### TO BE DONE
Write out the stretch from the line containing "[indicate] one point per instance, sample <point>230,52</point>." through the line containing "<point>387,57</point>", keeping every line unchanged.

### Coordinate annotation entries
>>>>

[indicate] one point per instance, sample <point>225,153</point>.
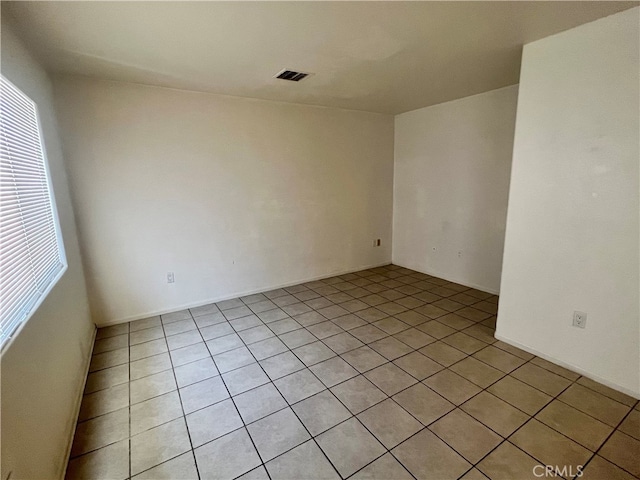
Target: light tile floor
<point>385,373</point>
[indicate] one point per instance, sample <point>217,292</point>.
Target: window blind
<point>31,251</point>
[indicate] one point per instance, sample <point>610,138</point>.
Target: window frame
<point>7,339</point>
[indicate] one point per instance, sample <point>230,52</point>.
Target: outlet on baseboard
<point>579,319</point>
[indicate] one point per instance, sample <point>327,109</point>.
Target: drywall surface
<point>231,195</point>
<point>43,369</point>
<point>572,225</point>
<point>451,182</point>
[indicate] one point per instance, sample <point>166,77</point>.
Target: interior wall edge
<point>444,276</point>
<point>237,295</point>
<point>568,366</point>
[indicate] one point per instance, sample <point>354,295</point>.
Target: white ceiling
<point>387,57</point>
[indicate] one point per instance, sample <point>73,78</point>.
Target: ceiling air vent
<point>291,75</point>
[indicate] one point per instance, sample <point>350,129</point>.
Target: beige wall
<point>452,165</point>
<point>232,195</point>
<point>43,370</point>
<point>572,226</point>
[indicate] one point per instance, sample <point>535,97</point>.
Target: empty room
<point>320,240</point>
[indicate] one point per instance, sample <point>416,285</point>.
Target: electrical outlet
<point>579,319</point>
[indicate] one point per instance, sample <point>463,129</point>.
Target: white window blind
<point>31,252</point>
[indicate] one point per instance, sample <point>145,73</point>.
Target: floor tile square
<point>320,412</point>
<point>548,446</point>
<point>195,371</point>
<point>259,402</point>
<point>417,365</point>
<point>304,461</point>
<point>159,444</point>
<point>202,394</point>
<point>390,378</point>
<point>212,422</point>
<point>333,371</point>
<point>313,353</point>
<point>358,394</point>
<point>384,467</point>
<point>452,386</point>
<point>154,412</point>
<point>245,378</point>
<point>281,365</point>
<point>233,359</point>
<point>495,413</point>
<point>349,446</point>
<point>578,426</point>
<point>227,457</point>
<point>465,435</point>
<point>277,433</point>
<point>390,423</point>
<point>428,457</point>
<point>342,343</point>
<point>423,403</point>
<point>299,385</point>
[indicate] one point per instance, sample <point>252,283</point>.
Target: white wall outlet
<point>580,319</point>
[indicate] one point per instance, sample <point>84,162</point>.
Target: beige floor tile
<point>277,433</point>
<point>608,392</point>
<point>499,359</point>
<point>304,461</point>
<point>100,431</point>
<point>333,371</point>
<point>195,372</point>
<point>350,446</point>
<point>389,423</point>
<point>442,353</point>
<point>358,394</point>
<point>423,403</point>
<point>342,343</point>
<point>508,462</point>
<point>104,401</point>
<point>477,372</point>
<point>158,445</point>
<point>245,378</point>
<point>154,412</point>
<point>213,422</point>
<point>624,451</point>
<point>259,402</point>
<point>548,446</point>
<point>429,458</point>
<point>227,457</point>
<point>390,348</point>
<point>452,386</point>
<point>600,469</point>
<point>110,462</point>
<point>364,359</point>
<point>390,378</point>
<point>495,413</point>
<point>106,378</point>
<point>465,435</point>
<point>542,379</point>
<point>152,386</point>
<point>188,354</point>
<point>321,412</point>
<point>585,430</point>
<point>299,385</point>
<point>202,394</point>
<point>281,365</point>
<point>150,365</point>
<point>417,365</point>
<point>520,395</point>
<point>385,467</point>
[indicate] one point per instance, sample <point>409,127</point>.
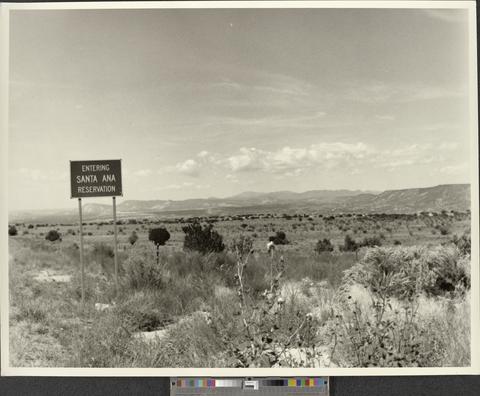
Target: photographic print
<point>289,187</point>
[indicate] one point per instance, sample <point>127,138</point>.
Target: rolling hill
<point>442,197</point>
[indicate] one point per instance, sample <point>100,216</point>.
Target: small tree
<point>371,241</point>
<point>159,236</point>
<point>202,239</point>
<point>324,246</point>
<point>349,245</point>
<point>53,235</point>
<point>133,238</point>
<point>279,238</point>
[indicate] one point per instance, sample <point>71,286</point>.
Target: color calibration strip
<point>295,382</point>
<point>208,383</point>
<point>237,383</point>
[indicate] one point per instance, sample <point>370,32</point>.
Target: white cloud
<point>455,169</point>
<point>37,175</point>
<point>287,159</point>
<point>189,167</point>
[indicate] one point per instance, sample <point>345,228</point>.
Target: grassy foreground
<point>389,306</point>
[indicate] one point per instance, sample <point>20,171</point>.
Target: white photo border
<point>7,370</point>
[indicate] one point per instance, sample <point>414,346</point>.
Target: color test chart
<point>274,386</point>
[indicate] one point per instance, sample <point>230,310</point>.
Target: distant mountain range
<point>442,197</point>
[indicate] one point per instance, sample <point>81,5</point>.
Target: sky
<point>215,102</point>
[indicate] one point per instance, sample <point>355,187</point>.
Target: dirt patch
<point>46,276</point>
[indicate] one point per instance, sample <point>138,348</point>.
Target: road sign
<point>101,178</point>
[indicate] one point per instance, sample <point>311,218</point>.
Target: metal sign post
<point>101,178</point>
<point>82,265</point>
<point>115,257</point>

<<<<

### PROBLEM SOLUTION
[indicate] one point per instance, sample <point>230,52</point>.
Target: outlet on baseboard
<point>579,319</point>
[indicate] one point per instance, sample <point>327,109</point>.
Target: drywall surface
<point>231,195</point>
<point>43,369</point>
<point>572,225</point>
<point>451,182</point>
[indicate] one point per instance, sample <point>166,77</point>.
Target: interior wall edge
<point>444,276</point>
<point>237,295</point>
<point>568,366</point>
[indicate] one point per instance, sample <point>354,295</point>.
Target: white ceiling
<point>387,57</point>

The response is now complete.